Work to be completed:
Copy out everything below from the line containing "Query: **sofa cushion**" down to the line containing "M 256 107 L", both lines included and the requests kept. In the answers, rescale each coordinate by multiplying it by 1.6 and rounding to a whole number, with halves rounded up, but leave the numbers in the requests and their format samples unchanged.

Records for this task:
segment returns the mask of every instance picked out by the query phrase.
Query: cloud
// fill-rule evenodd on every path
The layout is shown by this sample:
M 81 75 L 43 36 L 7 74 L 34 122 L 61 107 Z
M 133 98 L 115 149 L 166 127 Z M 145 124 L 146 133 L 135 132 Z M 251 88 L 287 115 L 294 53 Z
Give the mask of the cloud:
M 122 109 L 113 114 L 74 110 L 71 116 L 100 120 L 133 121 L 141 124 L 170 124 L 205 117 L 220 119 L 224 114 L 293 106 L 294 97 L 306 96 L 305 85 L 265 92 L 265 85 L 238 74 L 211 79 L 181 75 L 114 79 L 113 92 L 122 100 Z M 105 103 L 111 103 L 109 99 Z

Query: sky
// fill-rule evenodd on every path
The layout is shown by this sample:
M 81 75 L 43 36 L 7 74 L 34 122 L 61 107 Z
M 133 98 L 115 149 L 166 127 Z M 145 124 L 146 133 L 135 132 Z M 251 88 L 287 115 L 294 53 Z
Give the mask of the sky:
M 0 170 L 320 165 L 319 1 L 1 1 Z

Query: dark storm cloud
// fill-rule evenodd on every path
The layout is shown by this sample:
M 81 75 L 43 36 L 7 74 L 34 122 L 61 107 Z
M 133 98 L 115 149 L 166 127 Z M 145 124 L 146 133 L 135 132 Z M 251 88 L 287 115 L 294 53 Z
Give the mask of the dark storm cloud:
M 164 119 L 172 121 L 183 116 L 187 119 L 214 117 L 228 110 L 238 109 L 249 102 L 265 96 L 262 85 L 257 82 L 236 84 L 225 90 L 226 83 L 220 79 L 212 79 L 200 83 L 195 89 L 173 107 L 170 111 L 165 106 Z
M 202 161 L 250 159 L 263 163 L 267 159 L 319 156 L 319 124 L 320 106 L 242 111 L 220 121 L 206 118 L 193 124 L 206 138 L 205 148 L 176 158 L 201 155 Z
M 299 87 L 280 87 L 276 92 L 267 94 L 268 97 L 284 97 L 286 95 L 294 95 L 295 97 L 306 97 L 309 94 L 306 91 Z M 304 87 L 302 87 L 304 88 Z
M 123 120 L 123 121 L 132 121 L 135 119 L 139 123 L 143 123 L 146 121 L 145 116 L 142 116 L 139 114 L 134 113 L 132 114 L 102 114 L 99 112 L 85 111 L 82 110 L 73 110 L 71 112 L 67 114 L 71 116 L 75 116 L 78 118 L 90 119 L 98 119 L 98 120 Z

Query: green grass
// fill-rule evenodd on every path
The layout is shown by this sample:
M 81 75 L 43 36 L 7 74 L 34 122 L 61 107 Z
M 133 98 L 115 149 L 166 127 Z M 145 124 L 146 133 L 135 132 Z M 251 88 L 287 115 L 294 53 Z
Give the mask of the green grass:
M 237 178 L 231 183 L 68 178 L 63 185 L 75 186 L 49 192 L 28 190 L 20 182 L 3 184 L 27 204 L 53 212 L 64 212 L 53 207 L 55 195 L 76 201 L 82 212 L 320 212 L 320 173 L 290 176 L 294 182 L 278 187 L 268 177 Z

...

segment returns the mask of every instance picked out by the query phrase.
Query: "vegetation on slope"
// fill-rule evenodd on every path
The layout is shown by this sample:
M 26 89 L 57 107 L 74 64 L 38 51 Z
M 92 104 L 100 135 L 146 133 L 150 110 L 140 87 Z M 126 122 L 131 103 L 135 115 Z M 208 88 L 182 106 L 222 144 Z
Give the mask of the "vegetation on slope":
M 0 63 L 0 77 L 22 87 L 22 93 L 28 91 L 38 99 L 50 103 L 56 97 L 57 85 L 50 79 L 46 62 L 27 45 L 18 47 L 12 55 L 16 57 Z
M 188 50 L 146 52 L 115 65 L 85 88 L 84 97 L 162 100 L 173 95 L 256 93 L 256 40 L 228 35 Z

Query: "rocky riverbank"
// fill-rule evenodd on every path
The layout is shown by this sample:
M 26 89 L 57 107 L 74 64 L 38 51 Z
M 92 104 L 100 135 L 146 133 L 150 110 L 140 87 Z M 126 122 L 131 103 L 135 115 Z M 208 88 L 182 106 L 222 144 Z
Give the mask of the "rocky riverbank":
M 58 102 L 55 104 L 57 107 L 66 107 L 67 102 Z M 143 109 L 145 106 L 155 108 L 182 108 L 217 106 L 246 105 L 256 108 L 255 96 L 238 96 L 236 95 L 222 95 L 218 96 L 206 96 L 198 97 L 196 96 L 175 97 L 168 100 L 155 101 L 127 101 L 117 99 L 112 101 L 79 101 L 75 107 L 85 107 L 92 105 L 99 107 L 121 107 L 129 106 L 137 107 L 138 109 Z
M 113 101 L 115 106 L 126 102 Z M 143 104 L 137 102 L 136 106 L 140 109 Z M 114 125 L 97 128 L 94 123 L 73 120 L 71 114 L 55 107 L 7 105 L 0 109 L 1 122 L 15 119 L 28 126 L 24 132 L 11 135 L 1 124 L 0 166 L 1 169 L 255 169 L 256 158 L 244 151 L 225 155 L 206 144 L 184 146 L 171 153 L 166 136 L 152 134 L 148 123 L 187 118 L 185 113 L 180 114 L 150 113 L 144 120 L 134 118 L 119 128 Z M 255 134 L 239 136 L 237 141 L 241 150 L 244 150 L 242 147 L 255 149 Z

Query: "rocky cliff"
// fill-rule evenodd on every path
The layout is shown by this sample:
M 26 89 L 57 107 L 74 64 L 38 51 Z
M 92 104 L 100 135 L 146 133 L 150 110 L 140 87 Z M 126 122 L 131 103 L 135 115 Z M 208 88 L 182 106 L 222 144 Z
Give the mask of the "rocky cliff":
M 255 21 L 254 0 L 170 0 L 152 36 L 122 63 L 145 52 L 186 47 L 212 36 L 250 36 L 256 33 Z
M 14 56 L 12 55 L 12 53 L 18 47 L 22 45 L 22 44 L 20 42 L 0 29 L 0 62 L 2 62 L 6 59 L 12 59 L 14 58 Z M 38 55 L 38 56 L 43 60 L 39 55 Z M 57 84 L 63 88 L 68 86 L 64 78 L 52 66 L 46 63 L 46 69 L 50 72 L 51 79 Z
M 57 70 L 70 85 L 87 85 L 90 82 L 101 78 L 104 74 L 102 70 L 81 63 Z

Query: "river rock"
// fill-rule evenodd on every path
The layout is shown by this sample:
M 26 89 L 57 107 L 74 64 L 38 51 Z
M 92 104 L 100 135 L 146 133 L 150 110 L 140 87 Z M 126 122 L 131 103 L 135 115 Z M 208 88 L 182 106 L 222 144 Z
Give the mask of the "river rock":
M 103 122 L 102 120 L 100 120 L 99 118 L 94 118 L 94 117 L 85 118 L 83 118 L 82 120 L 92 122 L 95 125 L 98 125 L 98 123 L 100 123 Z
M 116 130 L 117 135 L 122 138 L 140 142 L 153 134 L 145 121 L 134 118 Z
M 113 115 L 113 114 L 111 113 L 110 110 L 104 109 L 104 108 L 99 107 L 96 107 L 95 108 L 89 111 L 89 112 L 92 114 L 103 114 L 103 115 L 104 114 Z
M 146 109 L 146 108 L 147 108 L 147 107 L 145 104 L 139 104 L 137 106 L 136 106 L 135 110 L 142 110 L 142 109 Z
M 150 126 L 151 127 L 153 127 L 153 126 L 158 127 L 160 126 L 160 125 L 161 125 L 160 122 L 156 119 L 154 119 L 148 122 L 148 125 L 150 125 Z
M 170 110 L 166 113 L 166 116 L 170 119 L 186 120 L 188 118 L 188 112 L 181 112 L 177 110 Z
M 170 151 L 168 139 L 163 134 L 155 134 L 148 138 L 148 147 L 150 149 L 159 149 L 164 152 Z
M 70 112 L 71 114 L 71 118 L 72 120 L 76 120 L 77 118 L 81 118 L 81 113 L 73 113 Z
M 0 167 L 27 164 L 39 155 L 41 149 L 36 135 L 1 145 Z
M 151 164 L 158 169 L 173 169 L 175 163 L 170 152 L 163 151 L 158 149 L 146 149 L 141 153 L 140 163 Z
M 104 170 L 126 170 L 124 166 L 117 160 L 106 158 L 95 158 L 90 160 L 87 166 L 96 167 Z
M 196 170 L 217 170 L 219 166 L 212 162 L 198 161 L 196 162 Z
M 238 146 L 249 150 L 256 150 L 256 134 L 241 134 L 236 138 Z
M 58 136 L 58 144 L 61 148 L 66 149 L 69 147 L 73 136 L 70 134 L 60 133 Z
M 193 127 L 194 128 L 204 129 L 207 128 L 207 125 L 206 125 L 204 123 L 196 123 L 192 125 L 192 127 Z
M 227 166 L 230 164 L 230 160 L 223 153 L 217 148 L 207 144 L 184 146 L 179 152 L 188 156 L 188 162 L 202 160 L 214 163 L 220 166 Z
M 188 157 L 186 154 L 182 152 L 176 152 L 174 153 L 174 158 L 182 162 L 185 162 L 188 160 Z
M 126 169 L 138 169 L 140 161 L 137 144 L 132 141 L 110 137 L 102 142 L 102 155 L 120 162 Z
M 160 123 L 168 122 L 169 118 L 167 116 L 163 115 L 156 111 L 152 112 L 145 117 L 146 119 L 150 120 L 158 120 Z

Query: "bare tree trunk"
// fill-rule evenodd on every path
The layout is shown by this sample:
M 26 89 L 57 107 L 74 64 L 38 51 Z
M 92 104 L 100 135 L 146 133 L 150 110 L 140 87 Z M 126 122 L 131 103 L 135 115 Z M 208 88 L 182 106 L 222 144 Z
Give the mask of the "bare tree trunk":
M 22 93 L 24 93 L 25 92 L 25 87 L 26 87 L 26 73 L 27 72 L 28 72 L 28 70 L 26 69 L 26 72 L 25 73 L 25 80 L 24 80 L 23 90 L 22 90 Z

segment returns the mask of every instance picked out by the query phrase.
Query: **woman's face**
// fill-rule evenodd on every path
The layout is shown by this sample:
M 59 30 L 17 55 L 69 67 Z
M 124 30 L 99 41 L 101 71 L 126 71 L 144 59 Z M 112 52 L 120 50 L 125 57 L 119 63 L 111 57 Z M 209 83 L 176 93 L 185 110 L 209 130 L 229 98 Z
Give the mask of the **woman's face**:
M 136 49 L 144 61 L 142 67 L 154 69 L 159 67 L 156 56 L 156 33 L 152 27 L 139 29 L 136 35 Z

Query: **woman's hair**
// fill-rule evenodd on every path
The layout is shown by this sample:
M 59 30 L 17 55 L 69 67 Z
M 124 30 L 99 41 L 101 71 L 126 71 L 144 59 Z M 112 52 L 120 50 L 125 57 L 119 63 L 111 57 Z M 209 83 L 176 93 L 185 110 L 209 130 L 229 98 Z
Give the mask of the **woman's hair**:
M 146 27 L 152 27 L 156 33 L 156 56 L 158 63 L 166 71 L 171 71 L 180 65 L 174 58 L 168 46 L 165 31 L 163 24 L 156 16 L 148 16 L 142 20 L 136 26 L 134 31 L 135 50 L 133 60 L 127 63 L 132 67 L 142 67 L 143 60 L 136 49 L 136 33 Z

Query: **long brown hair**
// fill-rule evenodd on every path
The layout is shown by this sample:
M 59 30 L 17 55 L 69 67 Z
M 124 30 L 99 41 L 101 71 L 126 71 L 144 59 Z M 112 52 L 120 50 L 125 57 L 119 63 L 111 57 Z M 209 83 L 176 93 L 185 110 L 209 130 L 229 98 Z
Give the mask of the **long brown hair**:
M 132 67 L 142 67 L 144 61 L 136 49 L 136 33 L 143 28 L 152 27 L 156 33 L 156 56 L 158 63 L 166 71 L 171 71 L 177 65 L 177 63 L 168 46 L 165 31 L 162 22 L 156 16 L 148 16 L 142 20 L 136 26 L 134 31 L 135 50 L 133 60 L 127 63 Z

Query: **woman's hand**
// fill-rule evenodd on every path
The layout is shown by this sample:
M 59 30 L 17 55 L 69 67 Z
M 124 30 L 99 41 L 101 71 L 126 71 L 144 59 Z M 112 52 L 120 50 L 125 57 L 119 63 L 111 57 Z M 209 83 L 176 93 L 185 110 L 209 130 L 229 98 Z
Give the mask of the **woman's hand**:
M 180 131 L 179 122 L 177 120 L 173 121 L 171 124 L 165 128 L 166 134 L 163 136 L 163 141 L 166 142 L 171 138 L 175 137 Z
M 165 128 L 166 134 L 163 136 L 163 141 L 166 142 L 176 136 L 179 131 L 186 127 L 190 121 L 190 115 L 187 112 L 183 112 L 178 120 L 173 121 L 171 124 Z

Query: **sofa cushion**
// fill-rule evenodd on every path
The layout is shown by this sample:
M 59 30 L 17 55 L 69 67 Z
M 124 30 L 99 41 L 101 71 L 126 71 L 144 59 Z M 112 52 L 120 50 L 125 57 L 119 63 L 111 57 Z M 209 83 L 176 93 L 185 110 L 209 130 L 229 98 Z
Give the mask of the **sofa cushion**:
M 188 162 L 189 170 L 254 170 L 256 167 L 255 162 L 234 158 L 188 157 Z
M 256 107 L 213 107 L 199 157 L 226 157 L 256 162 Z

Problem solution:
Query: **sofa cushion**
// fill-rule evenodd on every path
The layout is shown by this sample:
M 59 30 L 17 55 L 69 67 Z
M 124 30 L 99 41 L 101 71 L 126 71 L 144 59 Z M 112 52 L 120 50 L 125 57 L 119 63 L 111 57 Z M 209 83 L 176 93 L 185 110 L 209 130 L 229 98 Z
Give the mask of the **sofa cushion**:
M 301 259 L 302 272 L 406 272 L 410 267 L 408 259 L 374 253 L 301 251 Z
M 410 171 L 341 171 L 318 251 L 362 251 L 410 259 Z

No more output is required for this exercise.